- **The input**
--- Start ---

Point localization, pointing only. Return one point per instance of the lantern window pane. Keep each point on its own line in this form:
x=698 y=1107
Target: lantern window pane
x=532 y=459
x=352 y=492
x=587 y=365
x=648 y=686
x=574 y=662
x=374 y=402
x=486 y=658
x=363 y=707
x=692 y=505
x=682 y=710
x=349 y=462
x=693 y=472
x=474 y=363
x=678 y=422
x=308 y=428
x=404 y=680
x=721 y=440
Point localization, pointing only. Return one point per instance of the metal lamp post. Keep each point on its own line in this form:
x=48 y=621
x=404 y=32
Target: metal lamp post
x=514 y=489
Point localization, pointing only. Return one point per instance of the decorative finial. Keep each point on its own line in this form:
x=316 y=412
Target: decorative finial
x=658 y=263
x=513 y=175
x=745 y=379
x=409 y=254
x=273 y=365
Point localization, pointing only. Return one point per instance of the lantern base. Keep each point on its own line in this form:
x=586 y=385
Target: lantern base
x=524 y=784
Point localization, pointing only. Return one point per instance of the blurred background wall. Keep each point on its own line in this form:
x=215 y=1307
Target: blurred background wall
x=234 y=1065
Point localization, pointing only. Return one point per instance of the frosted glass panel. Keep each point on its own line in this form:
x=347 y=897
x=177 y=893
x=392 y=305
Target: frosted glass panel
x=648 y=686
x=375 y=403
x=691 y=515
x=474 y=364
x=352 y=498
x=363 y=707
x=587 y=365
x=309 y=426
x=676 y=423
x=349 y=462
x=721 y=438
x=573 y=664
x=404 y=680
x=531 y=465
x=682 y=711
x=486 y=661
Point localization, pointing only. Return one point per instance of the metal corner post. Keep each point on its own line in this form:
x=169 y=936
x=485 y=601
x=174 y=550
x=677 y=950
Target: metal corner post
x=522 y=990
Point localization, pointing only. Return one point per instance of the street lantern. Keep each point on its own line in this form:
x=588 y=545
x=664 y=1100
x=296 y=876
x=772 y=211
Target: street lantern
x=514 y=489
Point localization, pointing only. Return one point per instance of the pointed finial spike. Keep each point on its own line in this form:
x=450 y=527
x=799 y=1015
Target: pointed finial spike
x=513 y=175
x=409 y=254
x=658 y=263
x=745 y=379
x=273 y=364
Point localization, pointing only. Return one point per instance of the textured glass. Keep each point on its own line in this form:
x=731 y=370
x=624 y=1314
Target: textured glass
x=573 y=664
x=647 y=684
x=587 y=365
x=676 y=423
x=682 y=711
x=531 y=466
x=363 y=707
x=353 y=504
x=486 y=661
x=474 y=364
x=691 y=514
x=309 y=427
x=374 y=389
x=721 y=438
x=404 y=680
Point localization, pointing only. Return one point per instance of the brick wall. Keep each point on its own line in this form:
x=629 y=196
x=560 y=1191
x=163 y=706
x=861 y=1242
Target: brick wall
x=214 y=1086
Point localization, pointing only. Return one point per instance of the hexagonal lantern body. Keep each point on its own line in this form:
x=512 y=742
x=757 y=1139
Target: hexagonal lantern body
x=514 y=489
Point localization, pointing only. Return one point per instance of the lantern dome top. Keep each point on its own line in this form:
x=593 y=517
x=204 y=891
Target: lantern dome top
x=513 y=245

--- End ---

- **Objective**
All of the material above needs to be retyped word for word.

- **Answer below**
Point localization, pointing only. Return one point per instance of the lantern window pane. Keep each point on its own line in this form:
x=698 y=1107
Target: lantern window pane
x=532 y=459
x=352 y=492
x=587 y=365
x=648 y=686
x=574 y=662
x=374 y=402
x=486 y=658
x=363 y=707
x=692 y=505
x=682 y=710
x=349 y=462
x=693 y=472
x=474 y=363
x=678 y=422
x=308 y=428
x=404 y=680
x=721 y=440
Point localization, pointing only. Return one point per instance of the metal lamp post. Keep each point on its own line in this form:
x=48 y=621
x=404 y=32
Target: metal lamp post
x=514 y=489
Point localization, pointing only. Return one point per instance of the decorative finial. Keep each point on its own line in this form:
x=316 y=412
Target: decorative finial
x=658 y=263
x=513 y=175
x=745 y=379
x=409 y=254
x=273 y=365
Point localization, pointing only. Return one point per instance of the lantern base. Keep each point on its own line in this form:
x=586 y=385
Target: lantern base
x=524 y=784
Point localization, pointing only. Return one point per instance of the blurred background wall. Keep each point on its own line in this form:
x=215 y=1307
Target: blurred background wall
x=234 y=1065
Point localization, pointing only. Return one point per instance of the frosted glass panel. Keep each point on its own line in this form:
x=347 y=897
x=177 y=893
x=392 y=305
Target: frosted glass panel
x=648 y=686
x=375 y=403
x=691 y=515
x=474 y=364
x=352 y=498
x=363 y=707
x=587 y=365
x=309 y=426
x=676 y=423
x=349 y=462
x=721 y=438
x=573 y=664
x=404 y=680
x=531 y=465
x=682 y=711
x=486 y=661
Point localization, pointing only. Return one point per instance of the metal corner post. Keep each point on its own line in this form:
x=169 y=936
x=485 y=601
x=174 y=550
x=677 y=950
Target: metal corner post
x=522 y=990
Point localization, pointing only. Return one point per instance of the street lantern. Keep each point on its own line in this form:
x=588 y=545
x=664 y=1100
x=296 y=876
x=772 y=211
Target: street lantern
x=514 y=489
Point localization, pointing only. Return one point per instance of the pointed finial spike. Keep each point on its own line in this form:
x=450 y=527
x=799 y=1015
Target: pointed finial spike
x=513 y=175
x=409 y=254
x=658 y=263
x=745 y=379
x=273 y=364
Point localization, pointing only. Return one point per instance of the textured glass. Keep each point on its own line in this form:
x=731 y=370
x=624 y=1314
Target: textured glass
x=573 y=664
x=647 y=684
x=587 y=365
x=676 y=423
x=682 y=711
x=531 y=466
x=363 y=707
x=353 y=504
x=486 y=661
x=474 y=364
x=691 y=514
x=309 y=427
x=374 y=389
x=721 y=438
x=404 y=680
Point localization, pointing only. Return one point per instance of the brick wall. Keep each point on its own line in this form:
x=629 y=196
x=560 y=1191
x=163 y=706
x=861 y=1242
Target: brick wall
x=214 y=1086
Point localization, pointing only. Return one point per instance of the hexagonal lantern body. Keep each point on its own line in this form:
x=512 y=742
x=757 y=1139
Target: hexagonal lantern body
x=514 y=489
Point localization, pointing only. Return one point per instance of the lantern dome top. Keep each point on its own line in this form:
x=593 y=517
x=204 y=891
Target: lantern dome top
x=513 y=245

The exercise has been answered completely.